Il tuo compito: Puoi riprendere il brano sul consumo mondiale di cereali e di carne, continuandolo subito dopo la sua ultima frase?

E fa anche due conti. Se consideriamo “normale” il consumatore americano vediamo cosa salta fuori. Lui fa fuori circa 800 kg di cereali all’anno, per l’alimentazione e per il mangime per gli animali che deve nutrire. Il mondo è in grado di produrre ogni anno circa 2 miliardi di tonnellate di cereali. Il conto allora è presto fatto; con questi numeri la terra può sostenere 2,5 miliardi di persone. Se invece tutti facessero come gli italiani, che consumano 400 kg di cereali l’anno, ci sarebbero risorse per 5 miliardi di persone; se tutti si comportassero come gli indiani ci sarebbe cibo per 10 miliardi di persone e così via.
C’è poi il consumo di carne (bovina, suina e pollame). Nel 2008 era stato di 280 miliardi di kg con previsioni di crescita progressiva per gli anni seguenti. Infatti da metà degli anni settanta ad oggi il consumo è raddoppiato e, se il trend venisse mantenuto si arriverebbe a consumi davvero esagerati nel 2050, di quasi 500 miliardi di kg l’anno.

Dati forniti:
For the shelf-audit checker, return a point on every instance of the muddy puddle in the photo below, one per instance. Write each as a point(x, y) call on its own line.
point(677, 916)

Risposta al problema:
Quello della carne è un capitolo molto importante, perché coinvolge molti altri elementi, essendo la mucca o il maiale un elemento già alto della catena alimentare.Consumatori  americani
Per esempio degli 800 kg di cereali consumati annualmente da un americano, solo 100 gli finiscono in pancia direttamente (come pane, pasta, riso, ecc.). Mentre 700 entrano nella sua alimentazione sotto forma di carne (mangime – animale – carne). Al contrario dei 200 kg consumati dagli indiani una piccolissima parte è destinata all’allevamento degli animali da macello; quasi tutti i 200 kg arrivano direttamente nel piatto del consumatore. E anche questo fa la differenza, perché chi assume o troppe o troppo poche proteine ha una aspettativa di vita minore. E quindi l’educazione alimentare dovrebbe andare nei due sensi e cioè spingere ad una riduzione drastica del consumo di carni da parte di popoli come quello americano o canadese e un aumento per quello indiano e simili, la cui alimentazione è costituita al 60% da riso.
Questo incide anche sull’ambiente e precisamente sui consumi energetici e sui gas serra. Infatti una dieta basata sui vegetali richiede circa un quarto di energia rispetto ad una dieta all’americana. E passare da una dieta a base di carne rossa ad un’altra a base vegetale è come passare da un SUV ad una macchina ecologica come la Prius. Ma anche restando all’interno dei consumatori di carne ci sono differenze sensibili. Così le carni bianche (pollame) hanno bisogno di meno di un terzo di cereali delle carni rosse.
Lo stesso discorso vale per il pesce, la cui cattura diventa sempre più problematica, mentre aumentano i pesci allevati, che sono circa la metà di quelli venduti complessivamente. Non entro nel merito di come questi pesci vengono allevati.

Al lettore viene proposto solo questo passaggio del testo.